TEXT EXTRACT:
Ralph John Perou (born May 1970), known professionally as Perou and @mrperou on social media, is a British fashion, portrait and music photographer who has also appeared as a judge on Make Me a Supermodel UK and on season 2 of Bravo TV's American Make Me a Supermodel. He was part of the T.V series called "Dirty Sexy Things" on the British network E4 which aired in 2011. Perou photographed models to be put in his exhibition at the end of the series.

Early life
Perou was born in Newick, a small village in East Sussex, England. Perou has stated that he, ‘had a very happy, carefree childhood growing up in the countryside. It's where I discovered my love of English cider’
He went to primary school at Newick Church of England school and completed secondary school at Chailey and Haywards Heath Sixth form. When Perou finished his Religious Studies and Design A levels he considered a career as a long-distance lorry driver or as a missionary. But Perou states that he ‘saw the dark’ and after a short stint as a butler he completed a BTEC OND in Design Photography at North East Surrey College of Technology.

Between 1991-1994 Perou studied for a BA Hons degree in Photography, Film and Video Arts at the University of Westminster.

SOURCE EXCERPT:
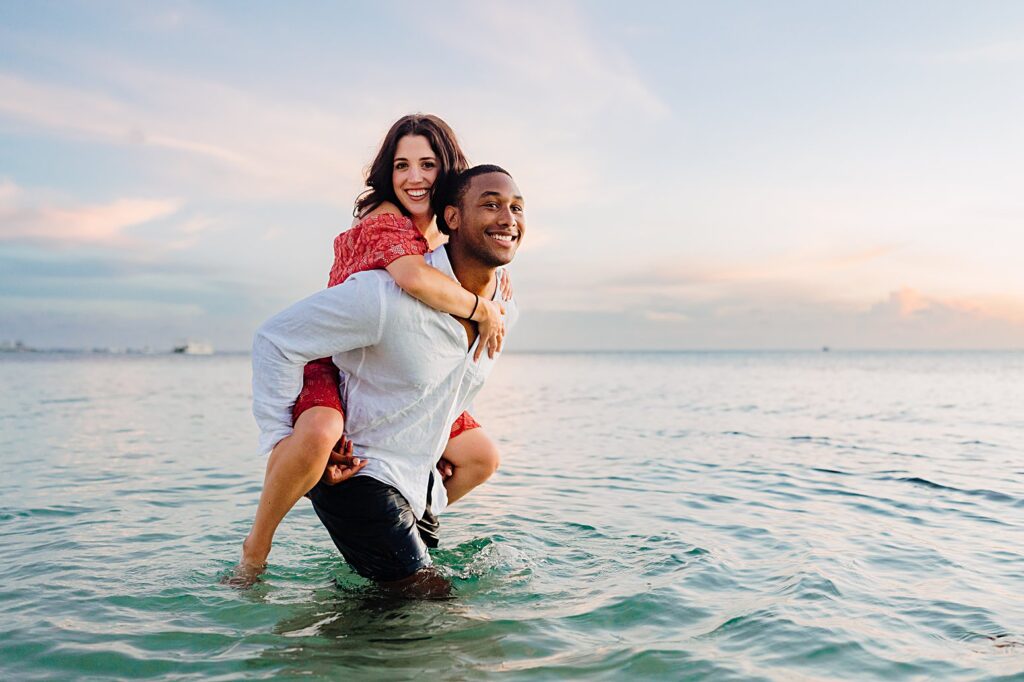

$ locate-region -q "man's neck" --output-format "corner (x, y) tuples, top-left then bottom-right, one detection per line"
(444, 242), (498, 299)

SET OF TASKS:
(a) Decide whether each statement agrees with the Perou biography, answering yes or no and quoting the words from the biography that settle it: (i) Perou was born in a village in East Sussex. (ii) Perou was a judge on season 1 of Bravo TV's American Make Me a Supermodel. (iii) Perou studied at the University of Westminster from 1991 to 1994.
(b) Output the Perou biography verbatim, everything from "Ralph John Perou" down to "of the series.".

RESULTS FOR EACH TASK:
(a)
(i) Yes: "Perou was born in Newick, a small village in East Sussex, England."
(ii) No: "on season 2 of Bravo TV's American Make Me a Supermodel"
(iii) Yes: "Between 1991-1994 Perou studied for a BA Hons degree in Photography, Film and Video Arts at the University of Westminster."

(b)
Ralph John Perou (born May 1970), known professionally as Perou and @mrperou on social media, is a British fashion, portrait and music photographer who has also appeared as a judge on Make Me a Supermodel UK and on season 2 of Bravo TV's American Make Me a Supermodel. He was part of the T.V series called "Dirty Sexy Things" on the British network E4 which aired in 2011. Perou photographed models to be put in his exhibition at the end of the series.